[START Entries]

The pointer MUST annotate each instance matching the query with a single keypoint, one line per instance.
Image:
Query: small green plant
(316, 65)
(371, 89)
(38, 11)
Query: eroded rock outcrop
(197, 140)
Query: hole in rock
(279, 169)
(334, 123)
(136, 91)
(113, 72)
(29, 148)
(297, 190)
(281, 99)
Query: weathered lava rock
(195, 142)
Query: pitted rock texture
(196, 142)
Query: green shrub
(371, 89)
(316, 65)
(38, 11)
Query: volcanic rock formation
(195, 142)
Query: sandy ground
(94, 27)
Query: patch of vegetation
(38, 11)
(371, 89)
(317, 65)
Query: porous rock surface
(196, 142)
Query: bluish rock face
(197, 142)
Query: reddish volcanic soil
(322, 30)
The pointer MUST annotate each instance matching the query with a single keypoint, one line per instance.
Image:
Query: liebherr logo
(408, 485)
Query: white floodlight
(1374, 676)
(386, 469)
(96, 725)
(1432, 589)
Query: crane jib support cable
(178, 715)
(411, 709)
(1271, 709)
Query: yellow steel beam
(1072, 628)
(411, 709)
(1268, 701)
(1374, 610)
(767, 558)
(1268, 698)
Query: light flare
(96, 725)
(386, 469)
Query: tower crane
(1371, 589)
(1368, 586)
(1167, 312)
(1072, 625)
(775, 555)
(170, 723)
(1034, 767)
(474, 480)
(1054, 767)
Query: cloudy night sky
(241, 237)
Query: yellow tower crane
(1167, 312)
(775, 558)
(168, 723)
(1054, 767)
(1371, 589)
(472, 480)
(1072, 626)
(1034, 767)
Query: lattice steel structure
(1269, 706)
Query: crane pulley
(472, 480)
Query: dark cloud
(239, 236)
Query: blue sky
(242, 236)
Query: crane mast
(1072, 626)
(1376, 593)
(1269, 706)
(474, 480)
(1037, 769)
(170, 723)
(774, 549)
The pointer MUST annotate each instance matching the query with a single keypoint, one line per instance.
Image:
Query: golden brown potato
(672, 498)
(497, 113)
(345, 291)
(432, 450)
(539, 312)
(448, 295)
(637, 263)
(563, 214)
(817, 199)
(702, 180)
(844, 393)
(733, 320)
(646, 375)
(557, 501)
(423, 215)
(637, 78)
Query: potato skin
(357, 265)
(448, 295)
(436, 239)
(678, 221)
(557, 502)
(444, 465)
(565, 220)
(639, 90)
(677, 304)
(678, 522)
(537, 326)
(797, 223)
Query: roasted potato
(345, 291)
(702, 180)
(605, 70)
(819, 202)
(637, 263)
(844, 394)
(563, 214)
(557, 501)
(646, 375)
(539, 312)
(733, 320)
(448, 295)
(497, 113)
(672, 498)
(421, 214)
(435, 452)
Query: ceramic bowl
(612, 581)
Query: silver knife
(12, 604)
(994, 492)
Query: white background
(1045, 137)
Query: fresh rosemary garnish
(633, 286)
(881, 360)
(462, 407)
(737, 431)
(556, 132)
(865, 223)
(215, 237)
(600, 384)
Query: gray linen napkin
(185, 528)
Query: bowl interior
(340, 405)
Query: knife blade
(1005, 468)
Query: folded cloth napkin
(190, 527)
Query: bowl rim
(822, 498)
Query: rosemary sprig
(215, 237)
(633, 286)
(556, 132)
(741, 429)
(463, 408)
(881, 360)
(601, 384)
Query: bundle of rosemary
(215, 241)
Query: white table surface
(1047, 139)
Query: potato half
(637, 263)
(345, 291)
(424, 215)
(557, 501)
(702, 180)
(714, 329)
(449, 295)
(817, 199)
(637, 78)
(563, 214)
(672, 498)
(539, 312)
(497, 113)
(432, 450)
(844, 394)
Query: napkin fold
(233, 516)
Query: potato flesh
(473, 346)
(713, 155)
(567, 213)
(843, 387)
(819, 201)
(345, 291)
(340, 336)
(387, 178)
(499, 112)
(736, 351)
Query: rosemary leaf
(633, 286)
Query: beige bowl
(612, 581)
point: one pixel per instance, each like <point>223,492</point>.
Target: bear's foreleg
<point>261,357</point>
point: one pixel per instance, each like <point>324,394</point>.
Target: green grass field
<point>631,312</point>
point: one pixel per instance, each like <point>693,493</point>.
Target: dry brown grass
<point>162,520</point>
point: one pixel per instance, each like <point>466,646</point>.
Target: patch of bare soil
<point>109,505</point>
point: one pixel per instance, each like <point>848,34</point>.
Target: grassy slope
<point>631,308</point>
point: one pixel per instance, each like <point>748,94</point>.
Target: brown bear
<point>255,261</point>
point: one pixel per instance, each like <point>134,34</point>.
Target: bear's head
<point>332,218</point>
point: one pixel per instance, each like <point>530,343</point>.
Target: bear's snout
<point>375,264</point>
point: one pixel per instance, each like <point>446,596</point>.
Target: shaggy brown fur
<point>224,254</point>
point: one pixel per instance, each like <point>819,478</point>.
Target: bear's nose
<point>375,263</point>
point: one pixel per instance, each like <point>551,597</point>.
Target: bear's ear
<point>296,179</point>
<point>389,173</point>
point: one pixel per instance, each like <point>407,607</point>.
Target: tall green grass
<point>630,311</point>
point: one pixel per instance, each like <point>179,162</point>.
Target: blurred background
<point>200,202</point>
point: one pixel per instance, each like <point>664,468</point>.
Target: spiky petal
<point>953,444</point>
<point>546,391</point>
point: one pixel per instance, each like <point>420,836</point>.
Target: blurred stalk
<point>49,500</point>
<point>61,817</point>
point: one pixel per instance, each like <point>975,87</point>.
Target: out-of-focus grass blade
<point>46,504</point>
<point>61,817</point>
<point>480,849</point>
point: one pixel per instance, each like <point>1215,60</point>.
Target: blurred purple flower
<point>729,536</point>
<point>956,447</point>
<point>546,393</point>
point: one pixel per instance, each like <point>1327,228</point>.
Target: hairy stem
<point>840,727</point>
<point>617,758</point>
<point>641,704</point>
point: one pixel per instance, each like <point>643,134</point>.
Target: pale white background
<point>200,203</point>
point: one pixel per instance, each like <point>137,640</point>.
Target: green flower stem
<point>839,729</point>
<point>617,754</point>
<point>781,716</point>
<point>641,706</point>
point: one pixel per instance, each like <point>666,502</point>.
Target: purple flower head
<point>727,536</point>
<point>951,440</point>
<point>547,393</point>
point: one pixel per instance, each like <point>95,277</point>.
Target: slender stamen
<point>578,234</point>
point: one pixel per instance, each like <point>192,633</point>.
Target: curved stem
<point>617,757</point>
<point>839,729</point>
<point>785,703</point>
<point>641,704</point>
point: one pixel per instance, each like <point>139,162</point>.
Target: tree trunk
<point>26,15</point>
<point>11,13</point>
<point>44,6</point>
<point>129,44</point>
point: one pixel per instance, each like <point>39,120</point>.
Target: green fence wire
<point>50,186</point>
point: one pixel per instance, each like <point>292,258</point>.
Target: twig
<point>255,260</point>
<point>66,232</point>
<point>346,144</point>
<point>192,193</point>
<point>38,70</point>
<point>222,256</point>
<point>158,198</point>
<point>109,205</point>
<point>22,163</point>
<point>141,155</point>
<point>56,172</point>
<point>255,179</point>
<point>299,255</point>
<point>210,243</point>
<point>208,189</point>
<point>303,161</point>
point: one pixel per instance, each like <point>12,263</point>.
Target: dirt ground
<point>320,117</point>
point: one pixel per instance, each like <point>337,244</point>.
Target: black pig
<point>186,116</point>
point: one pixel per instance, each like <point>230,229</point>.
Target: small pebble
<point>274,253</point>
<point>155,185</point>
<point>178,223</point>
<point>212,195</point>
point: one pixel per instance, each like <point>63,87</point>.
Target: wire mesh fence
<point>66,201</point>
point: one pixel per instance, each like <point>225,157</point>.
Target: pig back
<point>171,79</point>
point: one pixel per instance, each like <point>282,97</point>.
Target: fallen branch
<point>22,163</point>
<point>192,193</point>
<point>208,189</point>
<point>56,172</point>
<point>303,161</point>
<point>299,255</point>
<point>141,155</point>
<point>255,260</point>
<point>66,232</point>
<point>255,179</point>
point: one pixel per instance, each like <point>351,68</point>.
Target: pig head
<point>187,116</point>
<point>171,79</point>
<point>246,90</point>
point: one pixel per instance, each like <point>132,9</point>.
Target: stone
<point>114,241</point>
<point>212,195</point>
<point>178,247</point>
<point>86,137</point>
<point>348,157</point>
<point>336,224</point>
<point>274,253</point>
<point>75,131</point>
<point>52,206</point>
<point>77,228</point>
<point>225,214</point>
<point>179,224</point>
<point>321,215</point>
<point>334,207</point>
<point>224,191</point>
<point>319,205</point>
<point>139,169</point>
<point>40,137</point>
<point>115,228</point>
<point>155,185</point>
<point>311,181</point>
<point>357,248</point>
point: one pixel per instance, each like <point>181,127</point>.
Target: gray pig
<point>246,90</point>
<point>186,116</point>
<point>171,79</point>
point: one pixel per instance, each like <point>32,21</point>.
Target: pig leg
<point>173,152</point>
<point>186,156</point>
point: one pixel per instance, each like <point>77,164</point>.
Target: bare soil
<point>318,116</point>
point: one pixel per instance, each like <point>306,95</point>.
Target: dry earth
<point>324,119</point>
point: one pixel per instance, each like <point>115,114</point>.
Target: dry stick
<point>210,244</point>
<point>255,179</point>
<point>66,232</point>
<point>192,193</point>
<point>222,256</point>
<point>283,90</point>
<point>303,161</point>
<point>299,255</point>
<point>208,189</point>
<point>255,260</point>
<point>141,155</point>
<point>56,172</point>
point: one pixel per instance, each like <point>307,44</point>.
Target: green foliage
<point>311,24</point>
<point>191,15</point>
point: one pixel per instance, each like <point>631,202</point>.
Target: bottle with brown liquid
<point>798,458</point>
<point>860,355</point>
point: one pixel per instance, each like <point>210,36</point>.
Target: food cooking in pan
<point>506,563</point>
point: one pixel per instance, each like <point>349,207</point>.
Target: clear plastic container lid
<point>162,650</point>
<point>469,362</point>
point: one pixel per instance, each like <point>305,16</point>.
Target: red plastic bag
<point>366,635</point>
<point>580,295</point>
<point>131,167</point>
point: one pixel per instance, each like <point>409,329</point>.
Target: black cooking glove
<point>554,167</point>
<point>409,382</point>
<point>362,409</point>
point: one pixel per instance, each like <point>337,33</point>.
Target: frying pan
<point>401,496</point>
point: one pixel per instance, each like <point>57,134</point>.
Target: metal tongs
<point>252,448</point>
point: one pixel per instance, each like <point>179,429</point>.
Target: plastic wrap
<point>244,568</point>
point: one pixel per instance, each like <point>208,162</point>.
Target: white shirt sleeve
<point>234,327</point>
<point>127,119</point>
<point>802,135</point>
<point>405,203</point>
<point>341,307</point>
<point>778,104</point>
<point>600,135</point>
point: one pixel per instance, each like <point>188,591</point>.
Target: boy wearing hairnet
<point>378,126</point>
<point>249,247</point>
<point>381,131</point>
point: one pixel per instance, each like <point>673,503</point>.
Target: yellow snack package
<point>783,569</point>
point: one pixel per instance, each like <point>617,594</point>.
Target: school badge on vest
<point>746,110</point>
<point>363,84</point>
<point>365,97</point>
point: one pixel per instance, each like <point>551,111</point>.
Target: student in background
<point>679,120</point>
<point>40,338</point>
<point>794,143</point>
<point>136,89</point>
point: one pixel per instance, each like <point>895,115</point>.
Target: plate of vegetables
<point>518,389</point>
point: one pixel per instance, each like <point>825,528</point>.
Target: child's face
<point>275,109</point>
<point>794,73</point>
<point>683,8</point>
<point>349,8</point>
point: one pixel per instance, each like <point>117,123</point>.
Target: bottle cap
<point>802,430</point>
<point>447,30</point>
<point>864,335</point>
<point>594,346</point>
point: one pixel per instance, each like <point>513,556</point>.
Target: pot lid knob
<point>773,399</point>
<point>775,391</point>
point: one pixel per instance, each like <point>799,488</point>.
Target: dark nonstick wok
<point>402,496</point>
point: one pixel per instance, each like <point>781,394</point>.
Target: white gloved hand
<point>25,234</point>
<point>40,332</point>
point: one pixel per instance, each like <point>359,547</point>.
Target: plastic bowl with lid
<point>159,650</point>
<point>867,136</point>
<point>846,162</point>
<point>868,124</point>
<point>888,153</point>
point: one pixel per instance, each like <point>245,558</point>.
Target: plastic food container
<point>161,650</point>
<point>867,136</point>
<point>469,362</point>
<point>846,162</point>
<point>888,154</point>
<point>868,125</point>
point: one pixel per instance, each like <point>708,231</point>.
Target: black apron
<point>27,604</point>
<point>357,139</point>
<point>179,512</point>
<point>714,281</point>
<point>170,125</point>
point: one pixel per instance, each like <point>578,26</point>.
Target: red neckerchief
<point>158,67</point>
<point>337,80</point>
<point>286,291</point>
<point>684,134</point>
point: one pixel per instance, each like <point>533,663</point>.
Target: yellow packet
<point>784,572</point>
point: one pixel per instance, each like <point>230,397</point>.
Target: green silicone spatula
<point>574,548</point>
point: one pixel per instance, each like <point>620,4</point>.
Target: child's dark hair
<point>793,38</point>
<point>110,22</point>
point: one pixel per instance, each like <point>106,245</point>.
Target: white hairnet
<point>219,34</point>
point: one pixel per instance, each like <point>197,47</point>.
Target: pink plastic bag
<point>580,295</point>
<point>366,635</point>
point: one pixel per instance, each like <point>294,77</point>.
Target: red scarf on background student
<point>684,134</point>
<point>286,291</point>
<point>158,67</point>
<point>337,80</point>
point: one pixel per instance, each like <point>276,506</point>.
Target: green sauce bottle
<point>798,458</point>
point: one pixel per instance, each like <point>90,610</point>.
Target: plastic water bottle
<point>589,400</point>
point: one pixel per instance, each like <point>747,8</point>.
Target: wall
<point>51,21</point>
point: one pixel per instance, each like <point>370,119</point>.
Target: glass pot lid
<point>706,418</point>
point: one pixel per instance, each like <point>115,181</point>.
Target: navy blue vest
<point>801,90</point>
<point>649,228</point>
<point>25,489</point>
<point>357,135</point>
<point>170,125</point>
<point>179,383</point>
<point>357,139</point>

[END Entries]

## Exercise
Copy the lines from the start of the records up to and including the line with "(1045, 137)", changing "potato" to "tuber" and keeping everything else the same.

## In response
The pointer MUST annotate each instance matching the query with a single keypoint, one line per instance.
Image:
Query: small green plant
(316, 65)
(371, 89)
(38, 11)
Query: eroded rock outcrop
(197, 140)
Query: hole in rock
(279, 169)
(334, 123)
(136, 91)
(113, 72)
(29, 148)
(297, 190)
(281, 99)
Query: weathered lava rock
(195, 142)
Query: pitted rock texture
(196, 142)
Query: green shrub
(371, 89)
(316, 65)
(38, 11)
Query: volcanic rock formation
(195, 142)
Query: sandy ground
(94, 27)
Query: patch of vegetation
(38, 11)
(371, 89)
(317, 65)
Query: porous rock surface
(196, 142)
Query: bluish rock face
(197, 142)
Query: reddish volcanic soil
(322, 30)
The pointer MUST annotate each instance matching the query with a single keypoint, one line per instance.
Image:
Query: liebherr logo
(408, 485)
Query: white floodlight
(1374, 676)
(386, 469)
(96, 725)
(1432, 589)
Query: crane jib support cable
(178, 715)
(411, 709)
(1271, 709)
Query: yellow steel beam
(1072, 628)
(411, 709)
(1268, 701)
(1374, 610)
(767, 558)
(1268, 698)
Query: light flare
(96, 725)
(386, 469)
Query: tower crane
(1371, 589)
(1368, 586)
(1167, 312)
(1072, 625)
(775, 555)
(170, 723)
(1034, 767)
(474, 480)
(1054, 767)
Query: cloudy night sky
(241, 237)
Query: yellow tower crane
(1167, 312)
(775, 558)
(168, 723)
(1054, 767)
(1371, 589)
(472, 480)
(1072, 626)
(1034, 767)
Query: lattice steel structure
(1269, 706)
Query: crane pulley
(472, 480)
Query: dark cloud
(239, 236)
Query: blue sky
(242, 236)
Query: crane mast
(1072, 626)
(1376, 593)
(1269, 706)
(474, 480)
(1037, 769)
(170, 723)
(774, 549)
The pointer MUST annotate each instance matching the query with a single keypoint, one line per instance.
Image:
Query: golden brown tuber
(672, 498)
(497, 113)
(345, 291)
(432, 450)
(539, 312)
(448, 295)
(637, 263)
(563, 214)
(817, 199)
(702, 180)
(844, 393)
(733, 320)
(646, 375)
(557, 501)
(423, 215)
(637, 78)
Query: tuber skin
(357, 265)
(448, 295)
(436, 239)
(678, 221)
(557, 502)
(444, 465)
(565, 220)
(639, 90)
(677, 304)
(678, 522)
(537, 326)
(797, 223)
Query: roasted tuber
(345, 291)
(702, 180)
(605, 70)
(819, 202)
(637, 263)
(844, 394)
(563, 214)
(557, 501)
(646, 375)
(539, 312)
(733, 320)
(448, 295)
(497, 113)
(672, 498)
(421, 214)
(435, 452)
Query: ceramic bowl
(612, 581)
Query: silver knife
(12, 604)
(994, 492)
Query: white background
(1045, 137)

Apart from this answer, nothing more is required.